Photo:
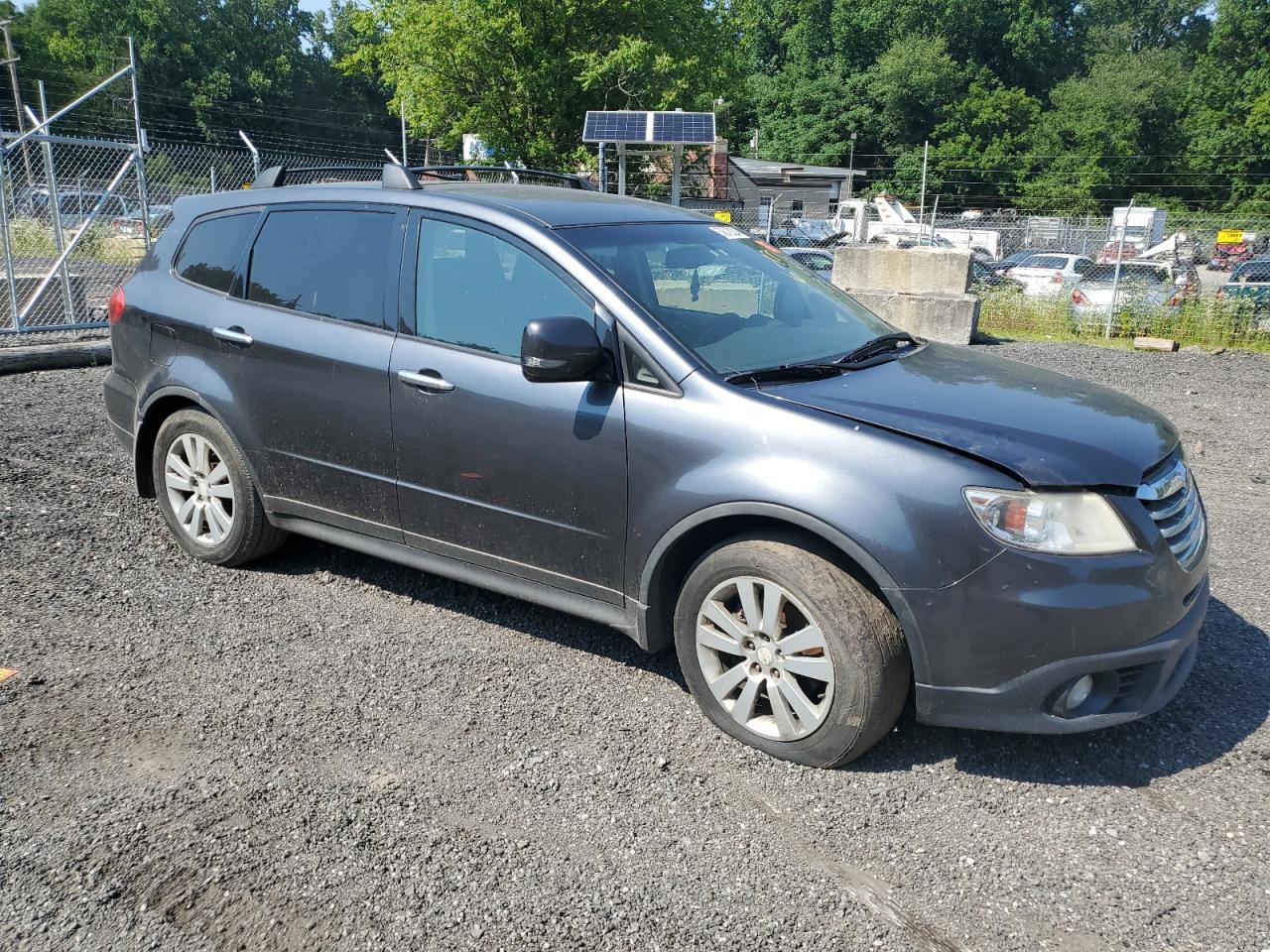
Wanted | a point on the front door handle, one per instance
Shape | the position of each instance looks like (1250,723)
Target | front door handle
(426,380)
(235,335)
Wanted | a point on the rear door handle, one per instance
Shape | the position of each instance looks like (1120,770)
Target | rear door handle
(426,380)
(235,335)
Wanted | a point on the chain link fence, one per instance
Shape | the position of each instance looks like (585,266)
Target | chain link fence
(80,172)
(1188,296)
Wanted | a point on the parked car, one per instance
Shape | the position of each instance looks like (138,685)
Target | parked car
(1012,259)
(820,262)
(820,512)
(1143,290)
(1049,275)
(983,280)
(1251,282)
(131,226)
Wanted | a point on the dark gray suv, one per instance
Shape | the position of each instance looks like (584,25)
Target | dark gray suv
(649,419)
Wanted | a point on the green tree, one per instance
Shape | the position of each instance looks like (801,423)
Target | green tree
(1109,134)
(521,75)
(1227,113)
(982,144)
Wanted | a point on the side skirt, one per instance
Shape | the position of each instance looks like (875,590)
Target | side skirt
(568,602)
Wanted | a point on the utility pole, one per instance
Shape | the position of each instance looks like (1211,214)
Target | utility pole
(405,159)
(12,62)
(921,212)
(851,168)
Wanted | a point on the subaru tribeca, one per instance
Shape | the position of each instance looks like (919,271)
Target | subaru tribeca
(647,417)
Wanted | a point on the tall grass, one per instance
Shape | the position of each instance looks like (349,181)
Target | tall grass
(1205,321)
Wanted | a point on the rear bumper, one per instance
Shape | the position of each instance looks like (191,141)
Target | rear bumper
(1129,683)
(121,408)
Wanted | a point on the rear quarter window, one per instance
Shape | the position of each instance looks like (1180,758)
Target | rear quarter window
(212,249)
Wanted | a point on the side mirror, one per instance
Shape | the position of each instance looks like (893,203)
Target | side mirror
(561,349)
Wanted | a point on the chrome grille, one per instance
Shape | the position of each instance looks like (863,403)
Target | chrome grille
(1171,499)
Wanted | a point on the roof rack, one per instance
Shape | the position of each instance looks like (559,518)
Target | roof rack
(474,173)
(393,176)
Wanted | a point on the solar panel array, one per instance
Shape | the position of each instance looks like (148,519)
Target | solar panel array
(649,127)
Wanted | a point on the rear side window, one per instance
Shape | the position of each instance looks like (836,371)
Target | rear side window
(324,262)
(212,250)
(479,291)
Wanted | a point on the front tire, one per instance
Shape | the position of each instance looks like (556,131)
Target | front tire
(790,654)
(206,492)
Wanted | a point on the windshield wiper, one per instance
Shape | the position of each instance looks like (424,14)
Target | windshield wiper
(883,347)
(786,371)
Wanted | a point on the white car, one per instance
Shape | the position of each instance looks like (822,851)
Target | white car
(1049,275)
(818,259)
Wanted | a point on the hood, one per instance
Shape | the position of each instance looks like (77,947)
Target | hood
(1048,429)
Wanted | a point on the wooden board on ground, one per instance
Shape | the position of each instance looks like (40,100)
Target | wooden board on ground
(50,357)
(1155,344)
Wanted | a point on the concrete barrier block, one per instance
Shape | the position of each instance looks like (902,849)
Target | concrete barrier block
(917,271)
(951,318)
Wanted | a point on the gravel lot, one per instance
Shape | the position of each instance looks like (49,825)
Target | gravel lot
(330,752)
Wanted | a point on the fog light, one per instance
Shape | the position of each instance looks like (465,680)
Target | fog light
(1079,693)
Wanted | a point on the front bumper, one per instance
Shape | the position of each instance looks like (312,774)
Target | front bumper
(1129,683)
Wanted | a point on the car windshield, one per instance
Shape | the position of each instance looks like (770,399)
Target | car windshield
(1044,262)
(737,303)
(1130,273)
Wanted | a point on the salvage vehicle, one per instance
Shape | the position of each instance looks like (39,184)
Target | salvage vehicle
(1250,282)
(1142,290)
(645,417)
(1051,273)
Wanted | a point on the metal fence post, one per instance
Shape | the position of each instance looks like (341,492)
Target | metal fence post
(140,134)
(55,204)
(8,240)
(1119,255)
(255,155)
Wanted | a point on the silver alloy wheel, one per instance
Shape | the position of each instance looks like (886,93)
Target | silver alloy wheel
(199,489)
(765,657)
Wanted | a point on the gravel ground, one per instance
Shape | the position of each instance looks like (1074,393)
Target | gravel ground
(326,752)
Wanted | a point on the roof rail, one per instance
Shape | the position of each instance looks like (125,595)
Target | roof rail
(277,176)
(393,176)
(472,173)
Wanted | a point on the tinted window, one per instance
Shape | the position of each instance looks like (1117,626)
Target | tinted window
(325,262)
(477,291)
(212,250)
(1052,262)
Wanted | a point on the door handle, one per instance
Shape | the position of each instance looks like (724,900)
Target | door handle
(235,335)
(426,380)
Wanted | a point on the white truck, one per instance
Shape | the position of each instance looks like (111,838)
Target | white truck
(880,218)
(1141,229)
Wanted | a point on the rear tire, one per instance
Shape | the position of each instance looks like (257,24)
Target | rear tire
(821,698)
(206,492)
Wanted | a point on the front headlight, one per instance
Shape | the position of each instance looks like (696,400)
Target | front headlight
(1061,524)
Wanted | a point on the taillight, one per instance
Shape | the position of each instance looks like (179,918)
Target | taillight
(114,308)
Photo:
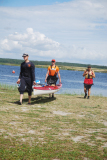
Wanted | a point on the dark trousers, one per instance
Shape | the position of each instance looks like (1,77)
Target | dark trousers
(26,85)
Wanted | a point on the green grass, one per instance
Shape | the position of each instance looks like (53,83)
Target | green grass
(65,128)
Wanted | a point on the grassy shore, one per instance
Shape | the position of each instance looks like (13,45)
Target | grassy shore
(67,127)
(61,67)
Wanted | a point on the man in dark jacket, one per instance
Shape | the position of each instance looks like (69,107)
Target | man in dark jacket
(26,78)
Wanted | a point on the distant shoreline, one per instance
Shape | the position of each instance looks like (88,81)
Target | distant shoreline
(61,67)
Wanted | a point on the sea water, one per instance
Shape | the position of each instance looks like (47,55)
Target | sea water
(72,81)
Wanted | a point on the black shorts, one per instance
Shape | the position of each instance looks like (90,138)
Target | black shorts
(52,80)
(26,85)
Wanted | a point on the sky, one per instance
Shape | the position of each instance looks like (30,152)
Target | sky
(69,31)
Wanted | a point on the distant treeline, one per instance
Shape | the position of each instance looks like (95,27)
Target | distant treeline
(18,62)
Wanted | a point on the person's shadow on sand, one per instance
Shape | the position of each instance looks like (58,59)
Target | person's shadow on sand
(37,100)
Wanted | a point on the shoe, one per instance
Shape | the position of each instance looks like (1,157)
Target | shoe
(85,95)
(52,96)
(20,103)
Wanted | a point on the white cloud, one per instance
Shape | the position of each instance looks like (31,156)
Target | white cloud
(70,31)
(37,44)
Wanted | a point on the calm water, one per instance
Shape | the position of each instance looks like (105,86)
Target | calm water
(72,81)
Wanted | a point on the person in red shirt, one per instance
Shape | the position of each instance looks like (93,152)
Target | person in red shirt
(51,75)
(88,81)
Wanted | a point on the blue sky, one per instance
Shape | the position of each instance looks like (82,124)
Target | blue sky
(27,3)
(69,31)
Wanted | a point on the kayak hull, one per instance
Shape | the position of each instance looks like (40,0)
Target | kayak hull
(40,90)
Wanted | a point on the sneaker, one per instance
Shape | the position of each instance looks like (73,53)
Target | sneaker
(85,95)
(52,96)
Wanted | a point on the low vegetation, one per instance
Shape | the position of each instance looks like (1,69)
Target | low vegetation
(63,128)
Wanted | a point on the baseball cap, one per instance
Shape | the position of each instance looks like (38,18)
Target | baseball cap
(53,60)
(24,55)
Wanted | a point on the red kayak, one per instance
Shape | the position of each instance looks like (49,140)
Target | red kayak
(46,89)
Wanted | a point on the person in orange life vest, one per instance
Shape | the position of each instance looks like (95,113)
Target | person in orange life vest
(51,75)
(88,81)
(26,78)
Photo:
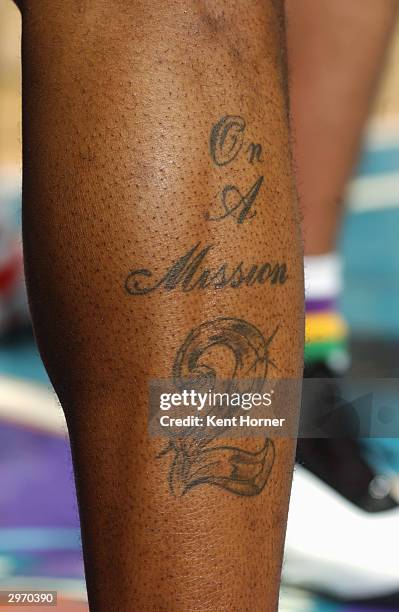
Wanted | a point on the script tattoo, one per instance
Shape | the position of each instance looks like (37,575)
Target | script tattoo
(225,143)
(226,139)
(237,204)
(191,272)
(195,461)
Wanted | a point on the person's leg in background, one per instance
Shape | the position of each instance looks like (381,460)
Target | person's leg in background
(162,238)
(336,53)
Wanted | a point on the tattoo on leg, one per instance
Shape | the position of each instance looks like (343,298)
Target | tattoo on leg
(192,272)
(226,141)
(194,461)
(236,204)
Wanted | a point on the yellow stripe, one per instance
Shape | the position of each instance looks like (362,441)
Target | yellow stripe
(321,327)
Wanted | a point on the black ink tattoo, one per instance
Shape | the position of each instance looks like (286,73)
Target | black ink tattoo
(254,152)
(236,204)
(191,272)
(194,462)
(226,139)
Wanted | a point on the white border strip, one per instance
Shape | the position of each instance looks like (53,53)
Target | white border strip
(31,404)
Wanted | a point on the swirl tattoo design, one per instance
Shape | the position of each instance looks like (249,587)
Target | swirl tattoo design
(194,461)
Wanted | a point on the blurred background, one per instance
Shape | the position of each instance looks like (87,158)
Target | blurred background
(39,527)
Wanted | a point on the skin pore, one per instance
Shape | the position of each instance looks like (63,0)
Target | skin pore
(150,128)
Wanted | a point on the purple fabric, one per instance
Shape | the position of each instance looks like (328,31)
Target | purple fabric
(320,305)
(37,488)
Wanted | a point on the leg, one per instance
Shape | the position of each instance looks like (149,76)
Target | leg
(144,188)
(336,50)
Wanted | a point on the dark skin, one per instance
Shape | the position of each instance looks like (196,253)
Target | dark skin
(120,174)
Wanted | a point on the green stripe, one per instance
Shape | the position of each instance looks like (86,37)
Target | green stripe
(320,351)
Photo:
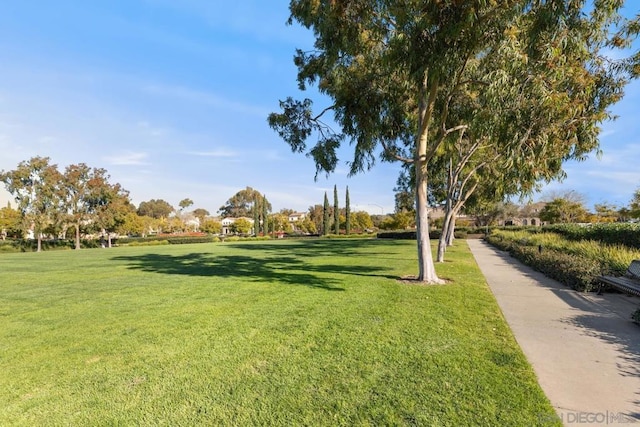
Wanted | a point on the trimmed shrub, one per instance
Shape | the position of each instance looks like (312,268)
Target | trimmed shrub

==================================================

* _WHAT YOU ARE ASKED TO DO_
Retype the items from the line containing "Wanted | a point on the blurred" through the last line of the items, keeping every line as it stands and leaving out the pictures.

* _ANSWER TO THE TASK_
Wanted | a point on the blurred background, one per instance
Shape | the position of each instance looks like (87,158)
Target | blurred background
(39,527)
Wanted | a point on the skin pore, one per instance
Shape | the position of each instance looks like (63,0)
Target | skin pore
(150,128)
Wanted | a point on the purple fabric, one per instance
Shape | the position of each instance looks like (328,31)
Target | purple fabric
(320,305)
(37,488)
Wanted | a point on the leg, one per instance
Shape | the position of each instance looks like (149,76)
Target | leg
(144,188)
(336,50)
Wanted | a point on the dark skin, one per instance
Shape | the position of each instance looks like (196,253)
Target | dark skin
(120,174)
Wanted | a point on the green stripe, one per instance
Shape | the position of each instance looks like (86,37)
Target | green stripe
(320,351)
Photo:
Wanted | a point on the trimmed shrub, one per instance
Shape | the position of each instance looks like (312,268)
Target | trimmed shrub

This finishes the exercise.